# PROBLEM TO SOLVE
Omit every picture while repeating the entries exactly.

# EXTRACTED RECORDS
------------
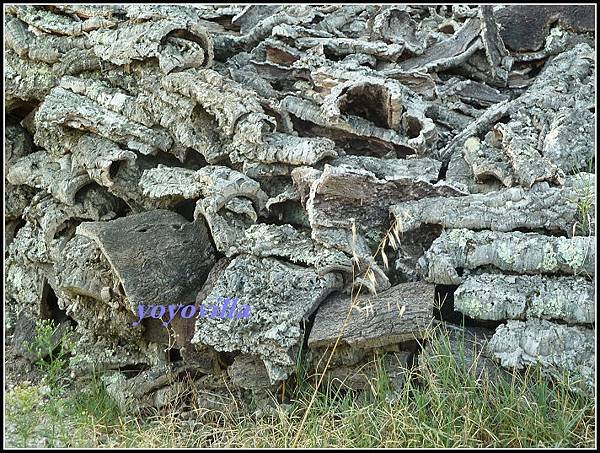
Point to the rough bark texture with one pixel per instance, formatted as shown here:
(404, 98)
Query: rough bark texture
(555, 347)
(290, 156)
(497, 297)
------------
# TASK RESULT
Point to the rough bark texture with one pixel per instance, formatted as shown here:
(404, 98)
Query: rough bark texture
(555, 347)
(290, 156)
(497, 297)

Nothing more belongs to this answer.